▶ [Your goal]:
Transcribe the entries that follow exactly as they appear, minus pictures.

- - - -

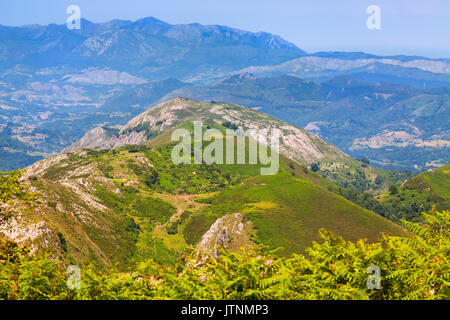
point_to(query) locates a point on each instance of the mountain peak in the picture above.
(239, 78)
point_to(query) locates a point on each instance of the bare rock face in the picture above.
(228, 232)
(222, 241)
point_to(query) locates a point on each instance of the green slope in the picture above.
(132, 203)
(420, 193)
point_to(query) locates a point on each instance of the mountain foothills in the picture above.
(295, 143)
(57, 84)
(125, 204)
(142, 227)
(395, 126)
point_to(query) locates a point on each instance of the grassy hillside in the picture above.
(296, 144)
(131, 204)
(419, 194)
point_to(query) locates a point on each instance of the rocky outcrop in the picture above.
(228, 232)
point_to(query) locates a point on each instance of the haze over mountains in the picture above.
(57, 84)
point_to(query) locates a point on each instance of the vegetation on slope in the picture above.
(411, 268)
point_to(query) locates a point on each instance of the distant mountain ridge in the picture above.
(147, 47)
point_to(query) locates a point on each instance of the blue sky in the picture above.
(413, 27)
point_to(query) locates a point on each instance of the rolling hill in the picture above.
(419, 194)
(296, 144)
(132, 203)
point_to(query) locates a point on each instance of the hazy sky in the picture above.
(413, 27)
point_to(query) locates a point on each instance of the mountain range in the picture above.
(122, 203)
(57, 84)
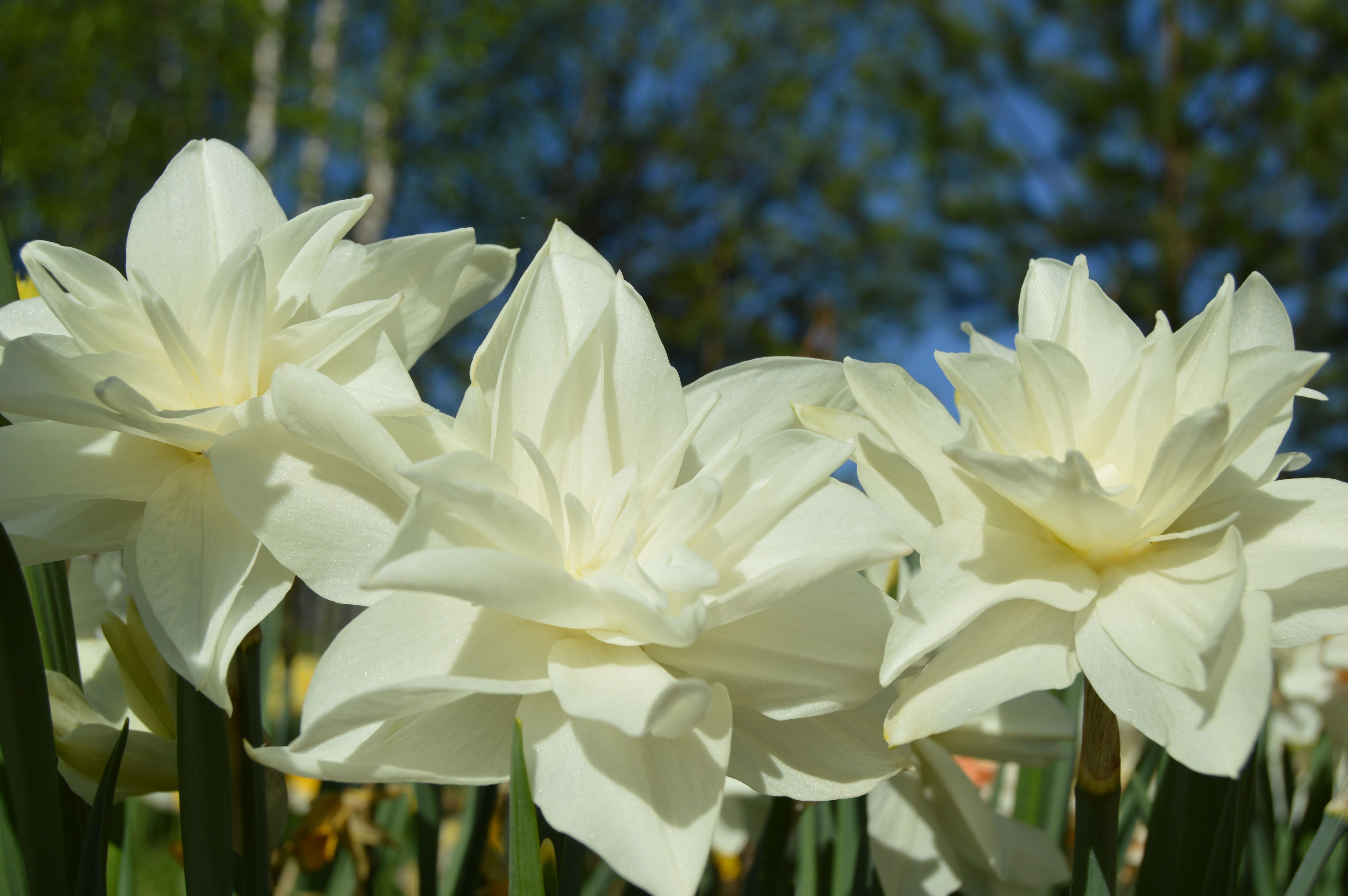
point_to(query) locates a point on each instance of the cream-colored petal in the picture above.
(51, 464)
(648, 806)
(301, 502)
(1211, 731)
(623, 688)
(192, 557)
(815, 653)
(834, 756)
(205, 203)
(1014, 649)
(968, 569)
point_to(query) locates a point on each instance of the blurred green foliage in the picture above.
(774, 176)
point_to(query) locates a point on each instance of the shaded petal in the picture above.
(755, 401)
(1296, 549)
(1171, 605)
(460, 743)
(917, 425)
(1211, 731)
(815, 653)
(968, 569)
(834, 756)
(626, 689)
(51, 464)
(205, 203)
(301, 502)
(660, 798)
(502, 581)
(69, 530)
(793, 554)
(192, 558)
(413, 653)
(1010, 650)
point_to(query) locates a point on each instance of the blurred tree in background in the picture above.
(774, 176)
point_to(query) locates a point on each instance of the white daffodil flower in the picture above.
(121, 386)
(631, 569)
(931, 830)
(1109, 503)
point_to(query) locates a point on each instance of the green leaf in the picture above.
(1332, 828)
(204, 794)
(428, 837)
(26, 736)
(526, 868)
(94, 860)
(1199, 827)
(253, 791)
(769, 876)
(466, 868)
(51, 594)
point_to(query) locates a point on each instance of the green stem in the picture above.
(464, 871)
(51, 595)
(26, 738)
(1095, 849)
(428, 837)
(204, 791)
(253, 786)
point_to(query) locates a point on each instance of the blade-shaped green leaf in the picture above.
(526, 868)
(253, 793)
(51, 594)
(204, 791)
(94, 860)
(466, 868)
(26, 736)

- - - -

▶ [Output below]:
point_to(query) locates a point on each instance of the mountain peak in the picture above.
(239, 78)
point_to(query) locates a point on each instance of the bare rock face in the picture above.
(228, 232)
(222, 241)
point_to(query) locates a point on each instance of the green slope in the picture above.
(132, 203)
(420, 193)
point_to(query) locates a point on each instance of the mountain foothills in the picture above.
(295, 143)
(57, 84)
(125, 204)
(142, 227)
(395, 126)
point_to(query) locates a point on each instance of the grassy hillside in the picture above.
(296, 144)
(131, 204)
(419, 194)
point_to(query) locates a point on each instance of the rocky outcrop in the picture above.
(228, 232)
point_to(query) locates a point on each instance of the haze over mountains in the picture above.
(57, 84)
point_to(query) locates a point on each instance of the vegetation on slope in the picture above.
(411, 268)
point_to(query) locates a point on each instance of the distant mountain ridge in the picture above.
(147, 47)
point_to(query) locates a point on each instance of the blue sky in the picture above.
(413, 27)
point_to(query) locates a point on each instance of the rolling hill in the picture above.
(419, 194)
(296, 144)
(132, 203)
point_to(query) locates a point on each instance of the hazy sky in the picture above.
(413, 27)
point_to(query) locates a point on each instance of the mountain range in the picture above.
(122, 203)
(57, 84)
point_to(query) locates a point on each instance of the cream-colored petal in the picture above.
(51, 464)
(648, 806)
(301, 502)
(1211, 731)
(623, 688)
(192, 557)
(815, 653)
(834, 756)
(205, 203)
(1014, 649)
(968, 569)
point_to(query) locates a point on each instance of the blurred green foliage in the picture above.
(774, 176)
point_to(query) locates a point on each instance of the shaded petal in the picture above.
(755, 401)
(1296, 549)
(1171, 605)
(460, 743)
(917, 425)
(1211, 731)
(815, 653)
(968, 569)
(834, 756)
(626, 689)
(51, 464)
(205, 203)
(301, 502)
(660, 798)
(502, 581)
(69, 530)
(793, 554)
(192, 558)
(413, 653)
(1010, 650)
point_to(query) locates a point on each instance of the blurred tree in background in the picture above.
(774, 176)
point_to(query) locates a point on each instance of the white daffodil flower in the picture above.
(121, 386)
(631, 569)
(931, 830)
(1109, 503)
point_to(query) locates a point on each instance of the green leaf in the picture above.
(1332, 828)
(204, 794)
(428, 837)
(26, 736)
(526, 868)
(94, 860)
(1199, 827)
(253, 791)
(769, 876)
(466, 868)
(51, 594)
point_to(query) locates a point on each instance of the green stem in the picture above.
(464, 871)
(51, 595)
(26, 738)
(1095, 849)
(428, 837)
(204, 791)
(253, 786)
point_to(query) locates a point on each instance of the blade-shaped green leaf in the picture above.
(526, 868)
(253, 793)
(51, 594)
(204, 791)
(94, 860)
(466, 868)
(26, 736)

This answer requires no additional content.